▸ Task directions
Of the lines listed below, return exactly those that run from the line containing "Target: bird's head" through the line containing "Target: dry leaf", both included.

★ ★ ★ ★

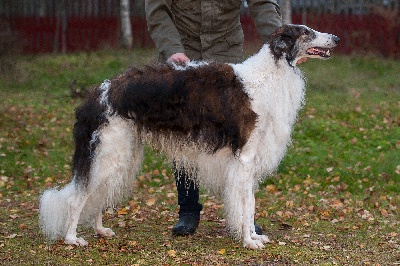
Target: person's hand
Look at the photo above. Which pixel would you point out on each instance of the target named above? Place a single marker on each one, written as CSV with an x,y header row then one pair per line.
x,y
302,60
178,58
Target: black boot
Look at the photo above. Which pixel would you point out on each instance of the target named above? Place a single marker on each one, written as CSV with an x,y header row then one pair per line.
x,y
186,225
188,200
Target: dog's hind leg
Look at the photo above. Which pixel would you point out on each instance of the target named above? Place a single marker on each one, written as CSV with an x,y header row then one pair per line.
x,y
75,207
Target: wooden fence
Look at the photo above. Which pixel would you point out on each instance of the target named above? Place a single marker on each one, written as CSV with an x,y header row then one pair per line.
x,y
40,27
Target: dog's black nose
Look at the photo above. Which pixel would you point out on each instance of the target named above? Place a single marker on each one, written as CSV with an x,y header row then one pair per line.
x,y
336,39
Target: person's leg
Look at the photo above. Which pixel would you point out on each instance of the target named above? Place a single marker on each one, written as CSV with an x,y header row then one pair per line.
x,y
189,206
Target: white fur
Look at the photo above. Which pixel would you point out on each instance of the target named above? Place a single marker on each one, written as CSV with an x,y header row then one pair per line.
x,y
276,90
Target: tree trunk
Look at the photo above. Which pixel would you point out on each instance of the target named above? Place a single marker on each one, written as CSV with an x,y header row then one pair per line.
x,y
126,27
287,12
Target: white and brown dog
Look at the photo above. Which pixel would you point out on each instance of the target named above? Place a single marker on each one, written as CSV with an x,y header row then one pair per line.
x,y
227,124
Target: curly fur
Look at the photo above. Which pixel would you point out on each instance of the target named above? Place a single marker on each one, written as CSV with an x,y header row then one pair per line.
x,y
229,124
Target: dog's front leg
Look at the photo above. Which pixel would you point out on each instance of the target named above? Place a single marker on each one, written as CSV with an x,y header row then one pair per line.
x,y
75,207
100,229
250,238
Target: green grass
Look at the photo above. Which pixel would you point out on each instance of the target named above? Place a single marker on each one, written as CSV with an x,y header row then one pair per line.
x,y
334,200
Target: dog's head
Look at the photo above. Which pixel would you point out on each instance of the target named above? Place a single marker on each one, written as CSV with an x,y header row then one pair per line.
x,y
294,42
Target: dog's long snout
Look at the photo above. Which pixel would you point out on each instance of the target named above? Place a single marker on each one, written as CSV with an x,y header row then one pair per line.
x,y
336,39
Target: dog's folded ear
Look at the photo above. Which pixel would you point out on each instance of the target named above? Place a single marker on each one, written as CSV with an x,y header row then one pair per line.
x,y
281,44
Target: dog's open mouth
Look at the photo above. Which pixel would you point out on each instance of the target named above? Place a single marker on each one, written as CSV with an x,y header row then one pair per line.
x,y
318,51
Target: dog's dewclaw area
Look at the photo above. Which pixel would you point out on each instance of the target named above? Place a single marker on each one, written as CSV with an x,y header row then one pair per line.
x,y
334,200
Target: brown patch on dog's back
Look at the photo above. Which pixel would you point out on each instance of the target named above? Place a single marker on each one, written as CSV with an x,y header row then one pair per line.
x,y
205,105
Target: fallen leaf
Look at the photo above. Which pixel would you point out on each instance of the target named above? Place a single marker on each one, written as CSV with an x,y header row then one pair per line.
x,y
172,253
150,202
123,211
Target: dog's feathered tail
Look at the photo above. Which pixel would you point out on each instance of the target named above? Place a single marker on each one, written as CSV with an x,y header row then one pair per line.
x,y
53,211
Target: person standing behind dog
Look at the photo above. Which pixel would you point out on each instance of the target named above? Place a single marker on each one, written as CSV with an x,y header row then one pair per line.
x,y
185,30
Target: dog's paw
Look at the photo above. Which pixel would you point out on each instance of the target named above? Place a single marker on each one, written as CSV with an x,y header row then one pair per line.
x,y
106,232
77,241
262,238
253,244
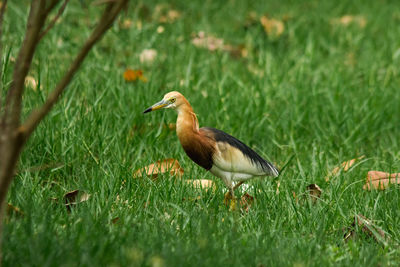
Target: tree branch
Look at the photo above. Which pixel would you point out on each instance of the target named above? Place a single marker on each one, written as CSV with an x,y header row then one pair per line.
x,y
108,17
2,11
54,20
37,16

★ ★ ★ ★

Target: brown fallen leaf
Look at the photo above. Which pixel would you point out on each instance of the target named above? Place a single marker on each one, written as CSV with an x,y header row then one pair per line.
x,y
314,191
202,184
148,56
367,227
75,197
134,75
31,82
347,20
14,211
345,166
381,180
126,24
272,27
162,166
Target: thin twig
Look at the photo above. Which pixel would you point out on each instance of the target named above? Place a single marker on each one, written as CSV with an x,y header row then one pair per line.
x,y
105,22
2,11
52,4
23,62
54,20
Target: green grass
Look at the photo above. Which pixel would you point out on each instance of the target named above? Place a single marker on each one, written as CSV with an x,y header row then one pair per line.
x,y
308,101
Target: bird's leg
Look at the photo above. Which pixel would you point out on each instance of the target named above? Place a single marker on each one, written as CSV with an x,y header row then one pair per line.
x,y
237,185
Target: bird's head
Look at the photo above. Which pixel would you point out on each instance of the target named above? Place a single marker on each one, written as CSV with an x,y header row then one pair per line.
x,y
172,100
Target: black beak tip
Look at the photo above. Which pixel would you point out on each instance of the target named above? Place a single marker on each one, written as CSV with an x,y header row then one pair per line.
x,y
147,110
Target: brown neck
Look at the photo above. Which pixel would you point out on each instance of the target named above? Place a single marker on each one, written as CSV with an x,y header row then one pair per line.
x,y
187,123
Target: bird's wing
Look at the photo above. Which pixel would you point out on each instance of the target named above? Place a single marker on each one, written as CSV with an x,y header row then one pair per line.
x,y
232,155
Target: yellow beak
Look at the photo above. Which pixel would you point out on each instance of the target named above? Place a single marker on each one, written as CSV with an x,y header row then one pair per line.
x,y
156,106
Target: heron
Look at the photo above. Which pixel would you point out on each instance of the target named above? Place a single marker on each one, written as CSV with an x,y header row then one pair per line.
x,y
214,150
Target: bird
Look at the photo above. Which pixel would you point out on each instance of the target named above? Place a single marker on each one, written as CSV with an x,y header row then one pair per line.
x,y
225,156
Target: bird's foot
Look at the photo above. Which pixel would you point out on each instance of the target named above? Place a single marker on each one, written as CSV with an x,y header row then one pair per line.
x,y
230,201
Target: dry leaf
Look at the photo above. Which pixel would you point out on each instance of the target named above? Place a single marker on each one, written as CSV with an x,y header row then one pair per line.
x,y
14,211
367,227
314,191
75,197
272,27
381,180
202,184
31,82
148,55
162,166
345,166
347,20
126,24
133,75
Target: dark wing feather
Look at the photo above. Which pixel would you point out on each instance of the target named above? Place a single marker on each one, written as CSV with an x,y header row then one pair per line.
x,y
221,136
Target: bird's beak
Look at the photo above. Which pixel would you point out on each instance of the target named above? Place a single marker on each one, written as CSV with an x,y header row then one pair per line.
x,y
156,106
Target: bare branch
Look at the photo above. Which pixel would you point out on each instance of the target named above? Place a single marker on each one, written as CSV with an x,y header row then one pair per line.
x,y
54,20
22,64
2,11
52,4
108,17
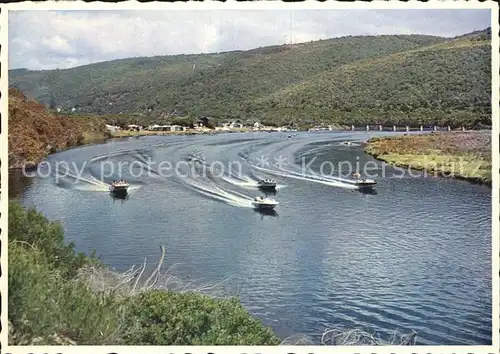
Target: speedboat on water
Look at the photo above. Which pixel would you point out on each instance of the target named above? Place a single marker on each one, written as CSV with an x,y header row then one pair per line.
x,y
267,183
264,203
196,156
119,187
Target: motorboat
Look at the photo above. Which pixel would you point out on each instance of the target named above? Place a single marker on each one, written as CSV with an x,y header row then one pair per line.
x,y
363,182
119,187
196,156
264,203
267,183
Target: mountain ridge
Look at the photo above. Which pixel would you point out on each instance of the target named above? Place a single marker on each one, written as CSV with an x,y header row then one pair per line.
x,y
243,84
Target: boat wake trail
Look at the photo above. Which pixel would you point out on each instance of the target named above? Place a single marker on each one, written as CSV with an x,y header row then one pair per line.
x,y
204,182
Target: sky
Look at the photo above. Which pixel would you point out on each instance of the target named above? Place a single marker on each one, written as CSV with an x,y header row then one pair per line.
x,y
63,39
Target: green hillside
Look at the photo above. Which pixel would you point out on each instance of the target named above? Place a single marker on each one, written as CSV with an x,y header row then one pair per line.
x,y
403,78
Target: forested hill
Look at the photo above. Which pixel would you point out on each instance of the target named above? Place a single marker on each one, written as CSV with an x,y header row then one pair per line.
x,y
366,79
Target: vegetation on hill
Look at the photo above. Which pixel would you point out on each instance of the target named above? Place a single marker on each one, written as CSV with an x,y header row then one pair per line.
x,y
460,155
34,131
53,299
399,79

★ ★ ★ ★

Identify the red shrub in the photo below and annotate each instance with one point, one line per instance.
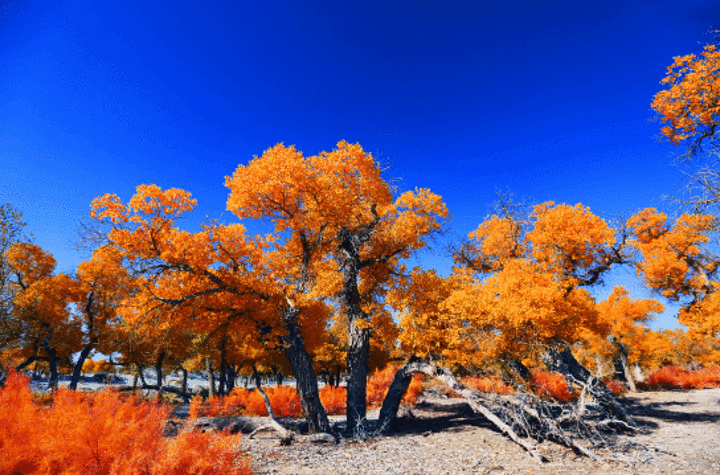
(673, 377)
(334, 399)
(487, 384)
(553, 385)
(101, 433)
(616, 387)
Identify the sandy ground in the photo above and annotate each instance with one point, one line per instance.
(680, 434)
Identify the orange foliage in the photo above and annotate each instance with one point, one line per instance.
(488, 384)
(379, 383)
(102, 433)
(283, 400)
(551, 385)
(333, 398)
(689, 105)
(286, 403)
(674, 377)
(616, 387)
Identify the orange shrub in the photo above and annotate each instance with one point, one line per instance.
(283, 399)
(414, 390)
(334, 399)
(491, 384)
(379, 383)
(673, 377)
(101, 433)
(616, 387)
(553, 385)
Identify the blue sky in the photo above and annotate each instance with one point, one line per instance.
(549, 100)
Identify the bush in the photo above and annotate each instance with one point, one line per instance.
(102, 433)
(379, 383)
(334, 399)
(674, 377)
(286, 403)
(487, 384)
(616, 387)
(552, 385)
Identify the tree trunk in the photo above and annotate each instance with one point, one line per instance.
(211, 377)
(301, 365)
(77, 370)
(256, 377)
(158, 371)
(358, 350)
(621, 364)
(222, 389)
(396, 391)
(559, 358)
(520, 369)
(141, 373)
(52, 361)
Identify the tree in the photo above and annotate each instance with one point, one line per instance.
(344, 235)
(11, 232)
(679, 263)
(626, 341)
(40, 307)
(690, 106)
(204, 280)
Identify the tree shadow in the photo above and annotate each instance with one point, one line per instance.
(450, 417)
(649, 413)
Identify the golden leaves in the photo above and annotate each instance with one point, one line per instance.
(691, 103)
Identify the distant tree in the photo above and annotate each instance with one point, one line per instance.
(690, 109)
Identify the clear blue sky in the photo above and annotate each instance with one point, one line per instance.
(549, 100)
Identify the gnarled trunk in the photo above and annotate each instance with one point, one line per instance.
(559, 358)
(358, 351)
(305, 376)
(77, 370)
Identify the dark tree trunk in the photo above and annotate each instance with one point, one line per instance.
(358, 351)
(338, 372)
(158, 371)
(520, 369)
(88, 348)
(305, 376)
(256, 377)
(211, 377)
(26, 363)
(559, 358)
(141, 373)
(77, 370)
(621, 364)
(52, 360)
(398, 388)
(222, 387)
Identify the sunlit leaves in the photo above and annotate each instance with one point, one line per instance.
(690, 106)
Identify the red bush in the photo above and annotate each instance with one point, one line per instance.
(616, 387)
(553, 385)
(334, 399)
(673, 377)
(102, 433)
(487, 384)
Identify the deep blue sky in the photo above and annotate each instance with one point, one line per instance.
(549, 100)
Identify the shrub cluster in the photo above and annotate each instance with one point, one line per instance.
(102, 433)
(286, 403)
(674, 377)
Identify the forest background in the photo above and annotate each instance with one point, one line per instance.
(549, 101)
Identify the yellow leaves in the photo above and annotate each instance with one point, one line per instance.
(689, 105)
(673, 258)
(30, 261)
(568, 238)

★ ★ ★ ★

▸ Result
Target: bird's head
Look at the photo above. Which pixel would you point out on each instance of the target named above? Place a single marker on each one, written as CSV with an x,y header row then one pair per line.
x,y
172,100
Target: black beak tip
Look at the photo above. Which pixel would you point out on each instance of the target named above? Place a single marker on each one, written as CSV with an x,y header row then one pair per line.
x,y
147,110
Target: brown neck
Look at the photo above. Which pixel would you point out on each instance of the target named above? Place a single marker on each one, written as CSV with an x,y header row then one pair per line.
x,y
187,123
Target: bird's wing
Look at the photo above. Which pixel would you point out on each instance of the target named above? Place a single marker on each one, written as CSV with an x,y header row then one pair per line.
x,y
232,155
Target: yellow beak
Look at the photo above. Which pixel would you point out on each instance of the target named above? Place a single marker on each one, written as CSV with an x,y header row then one pair per line.
x,y
156,106
Target: heron
Look at the photo above. Which pixel would you point out on each instance of the target named above? Place a single marker on each one, written as CSV with an x,y header row then one pair per line.
x,y
214,150
Target: bird
Look at the photo above. Which pixel would you point out on each instance of the target named above? Place a single marker on each one, written as CSV with an x,y header row then one pair per line.
x,y
225,156
Target: bird's foot
Look at the photo above. Which pixel would you point out on each instance of the target named above? Place a single marker on each one, written as CSV with an x,y header row then one pair per line.
x,y
230,201
Target: dry leaf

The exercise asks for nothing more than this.